[Records from a data collection]
▶
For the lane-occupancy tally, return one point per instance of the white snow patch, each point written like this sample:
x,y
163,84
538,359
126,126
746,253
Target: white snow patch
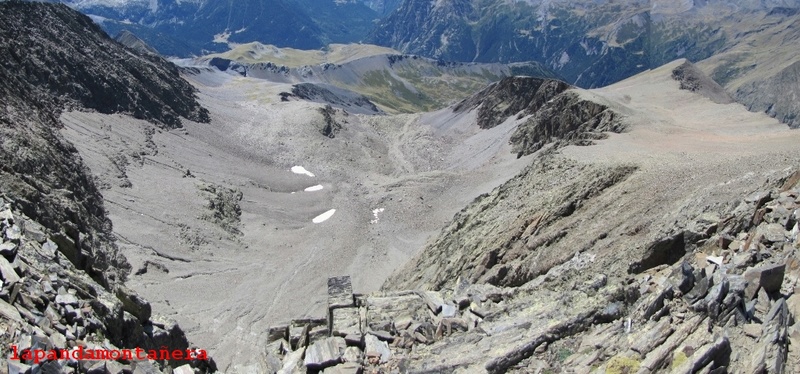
x,y
314,188
375,214
324,216
301,170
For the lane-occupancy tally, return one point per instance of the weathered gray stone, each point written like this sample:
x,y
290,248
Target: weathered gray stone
x,y
434,301
97,367
8,249
16,367
382,335
376,348
354,340
13,233
59,341
653,336
317,333
7,272
683,277
449,310
277,332
66,299
352,354
346,321
657,357
50,247
292,362
772,232
114,367
340,292
705,355
134,304
8,311
325,353
769,277
345,368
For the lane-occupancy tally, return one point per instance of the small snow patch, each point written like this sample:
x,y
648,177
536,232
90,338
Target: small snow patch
x,y
375,214
314,188
301,170
324,216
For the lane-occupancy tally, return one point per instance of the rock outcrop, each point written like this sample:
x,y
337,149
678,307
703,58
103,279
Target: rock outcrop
x,y
725,304
511,96
46,303
90,70
61,269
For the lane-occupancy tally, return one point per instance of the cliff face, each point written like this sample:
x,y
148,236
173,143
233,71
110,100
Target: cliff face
x,y
510,96
67,57
61,268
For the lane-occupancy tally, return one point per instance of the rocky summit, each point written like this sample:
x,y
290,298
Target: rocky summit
x,y
366,210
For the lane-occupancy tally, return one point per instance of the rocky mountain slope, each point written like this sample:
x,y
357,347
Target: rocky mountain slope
x,y
186,28
62,271
669,245
742,45
395,83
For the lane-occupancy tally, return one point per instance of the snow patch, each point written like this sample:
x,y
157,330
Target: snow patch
x,y
324,216
314,188
301,170
375,213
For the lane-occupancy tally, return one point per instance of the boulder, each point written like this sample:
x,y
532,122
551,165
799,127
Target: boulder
x,y
325,353
134,304
376,349
340,292
769,277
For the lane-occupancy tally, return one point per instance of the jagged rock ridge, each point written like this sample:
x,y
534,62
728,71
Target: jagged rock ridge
x,y
62,271
91,70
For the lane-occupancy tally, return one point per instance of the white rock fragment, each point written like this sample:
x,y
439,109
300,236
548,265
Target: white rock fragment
x,y
375,213
324,216
301,170
314,188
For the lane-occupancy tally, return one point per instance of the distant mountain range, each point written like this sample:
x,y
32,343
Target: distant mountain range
x,y
194,27
590,43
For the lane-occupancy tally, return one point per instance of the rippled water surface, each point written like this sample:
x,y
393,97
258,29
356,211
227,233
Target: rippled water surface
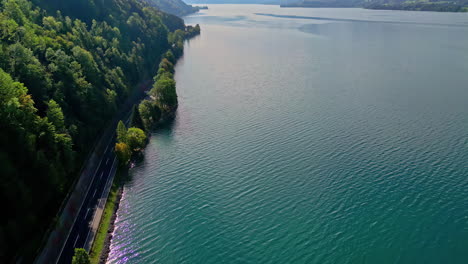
x,y
308,136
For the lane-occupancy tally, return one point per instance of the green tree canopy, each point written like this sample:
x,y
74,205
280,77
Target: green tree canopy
x,y
123,153
121,132
81,257
55,115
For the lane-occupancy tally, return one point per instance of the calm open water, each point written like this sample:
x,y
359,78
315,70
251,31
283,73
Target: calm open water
x,y
308,136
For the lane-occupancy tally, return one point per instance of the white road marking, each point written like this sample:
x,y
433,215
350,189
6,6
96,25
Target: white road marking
x,y
76,240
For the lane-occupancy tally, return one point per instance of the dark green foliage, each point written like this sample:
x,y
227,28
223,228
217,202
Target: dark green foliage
x,y
175,7
136,118
80,257
121,132
164,92
63,75
136,139
417,5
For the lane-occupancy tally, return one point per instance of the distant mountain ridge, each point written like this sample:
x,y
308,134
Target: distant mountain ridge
x,y
416,5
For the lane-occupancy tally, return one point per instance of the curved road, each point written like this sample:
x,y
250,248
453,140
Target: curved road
x,y
81,229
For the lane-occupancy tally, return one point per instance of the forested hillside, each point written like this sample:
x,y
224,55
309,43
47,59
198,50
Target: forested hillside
x,y
416,5
66,67
175,7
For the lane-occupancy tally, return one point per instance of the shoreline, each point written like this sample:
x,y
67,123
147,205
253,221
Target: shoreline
x,y
110,231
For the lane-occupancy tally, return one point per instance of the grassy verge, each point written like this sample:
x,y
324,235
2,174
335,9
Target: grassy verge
x,y
101,236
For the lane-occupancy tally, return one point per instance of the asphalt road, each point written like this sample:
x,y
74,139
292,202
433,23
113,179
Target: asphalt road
x,y
82,226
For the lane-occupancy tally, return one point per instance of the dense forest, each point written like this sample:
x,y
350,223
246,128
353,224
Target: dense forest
x,y
65,69
416,5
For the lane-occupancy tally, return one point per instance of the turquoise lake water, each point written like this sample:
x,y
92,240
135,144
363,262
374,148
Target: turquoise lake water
x,y
308,136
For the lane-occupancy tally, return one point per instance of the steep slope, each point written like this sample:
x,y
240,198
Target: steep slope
x,y
418,5
175,7
65,68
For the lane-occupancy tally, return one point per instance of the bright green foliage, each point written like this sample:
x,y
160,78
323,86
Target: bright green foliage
x,y
136,138
136,118
80,257
150,113
121,132
123,153
55,116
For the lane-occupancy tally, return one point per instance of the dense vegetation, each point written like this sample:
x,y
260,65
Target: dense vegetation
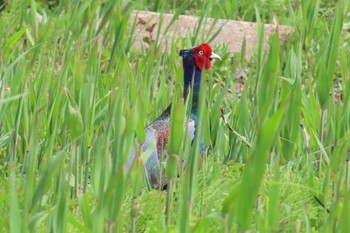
◀
Locate every line in the records above that contains the word "surface", and copy each of those lines. Case counts.

For the lane-occupancy tally, return one point per instance of the rippled water surface, each point written like this sample:
Target: rippled water surface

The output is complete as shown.